### Required action
Set the data down once more, exactly as it is written.

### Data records
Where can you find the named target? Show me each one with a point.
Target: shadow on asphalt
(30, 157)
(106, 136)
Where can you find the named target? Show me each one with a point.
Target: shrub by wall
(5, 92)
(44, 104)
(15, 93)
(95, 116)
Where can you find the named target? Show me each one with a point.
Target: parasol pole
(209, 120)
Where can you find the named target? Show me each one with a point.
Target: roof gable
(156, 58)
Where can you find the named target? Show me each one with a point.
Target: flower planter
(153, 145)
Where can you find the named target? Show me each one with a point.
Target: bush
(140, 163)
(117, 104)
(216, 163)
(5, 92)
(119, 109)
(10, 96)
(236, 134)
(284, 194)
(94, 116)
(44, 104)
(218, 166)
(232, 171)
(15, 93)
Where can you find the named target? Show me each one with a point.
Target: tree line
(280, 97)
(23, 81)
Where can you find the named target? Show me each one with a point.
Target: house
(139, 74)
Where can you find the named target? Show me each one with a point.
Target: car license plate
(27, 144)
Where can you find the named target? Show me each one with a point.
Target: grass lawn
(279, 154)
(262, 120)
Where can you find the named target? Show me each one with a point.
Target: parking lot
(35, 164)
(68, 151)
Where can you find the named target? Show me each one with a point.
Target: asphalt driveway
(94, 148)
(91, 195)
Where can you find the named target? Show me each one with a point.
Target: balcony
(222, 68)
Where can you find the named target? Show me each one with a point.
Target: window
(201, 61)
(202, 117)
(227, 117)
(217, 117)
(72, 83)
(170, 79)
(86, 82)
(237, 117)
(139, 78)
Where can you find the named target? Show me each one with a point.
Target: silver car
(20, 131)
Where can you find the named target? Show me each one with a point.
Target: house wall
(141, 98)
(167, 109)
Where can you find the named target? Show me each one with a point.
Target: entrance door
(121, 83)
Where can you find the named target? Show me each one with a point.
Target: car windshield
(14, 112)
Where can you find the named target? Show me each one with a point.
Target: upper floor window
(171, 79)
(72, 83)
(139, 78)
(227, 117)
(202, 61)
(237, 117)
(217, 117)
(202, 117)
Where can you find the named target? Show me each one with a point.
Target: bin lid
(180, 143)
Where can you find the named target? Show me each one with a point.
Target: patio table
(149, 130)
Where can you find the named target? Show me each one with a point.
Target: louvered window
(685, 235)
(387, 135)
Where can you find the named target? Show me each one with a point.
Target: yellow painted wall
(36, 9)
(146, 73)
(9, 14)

### Solution to this task
Where can you find the named target? Show me each one with a point.
Target: shadow on asphalt
(30, 157)
(106, 136)
Where can you find the named target? Show me each one with a point.
Target: shrub by wall
(5, 92)
(44, 104)
(15, 93)
(95, 116)
Where can you find the named target? Show me each one with a point.
Target: parasol pole
(209, 120)
Where can you find the named target? Show me each one with a point.
Target: roof gable
(156, 58)
Where can you find the named target? Show me each one with a point.
Target: flower planter
(153, 145)
Where can you find the named target? Show me each one with a point.
Target: bush
(140, 163)
(117, 104)
(216, 163)
(5, 92)
(119, 109)
(10, 96)
(236, 134)
(284, 194)
(94, 116)
(44, 104)
(218, 166)
(232, 171)
(15, 93)
Where can you find the named target? Show me each one with a point.
Target: tree line
(280, 97)
(23, 81)
Where can you find the named target? Show me each one with a point.
Target: house
(139, 74)
Where can you find the named target? Show me each one with a point.
Target: car license plate
(27, 144)
Where can you find the named target? Show me each one with a point.
Target: grass lawn
(279, 154)
(262, 120)
Where can you find the named target? Show me each one with a point.
Target: parking lot
(35, 164)
(68, 151)
Where can you find the named target? Show me each one with a point.
Target: asphalt driveway
(94, 148)
(91, 195)
Where can you find the named target? Show me each one with a point.
Target: balcony
(222, 68)
Where can you find the named target? Show me each one with a point.
Target: window
(201, 61)
(202, 117)
(227, 117)
(217, 117)
(72, 83)
(170, 79)
(86, 82)
(237, 117)
(139, 78)
Where can you find the named target? Show me each one with a point.
Target: silver car
(20, 131)
Where can you find the named target? Show me each one with a point.
Target: house wall
(141, 98)
(167, 109)
Where can you find the named target? Show me each one with a point.
Target: entrance door
(121, 83)
Where can you find the named target? Show me each one with a point.
Target: car windshield
(14, 112)
Where can you find the named target? Show me each one with a point.
Target: upper floor window
(171, 79)
(72, 83)
(139, 78)
(227, 117)
(202, 61)
(237, 117)
(217, 117)
(202, 117)
Where can you find the named target? Show me each one with a point.
Target: bin lid
(180, 143)
Where can you find the named target? Show me each one with a point.
Target: patio table
(149, 130)
Where can you find the named target? Show me each one with a point.
Target: louvered window
(685, 235)
(387, 135)
Where can you find the named target? Show me each one with a point.
Target: yellow painted wall
(36, 9)
(146, 73)
(9, 14)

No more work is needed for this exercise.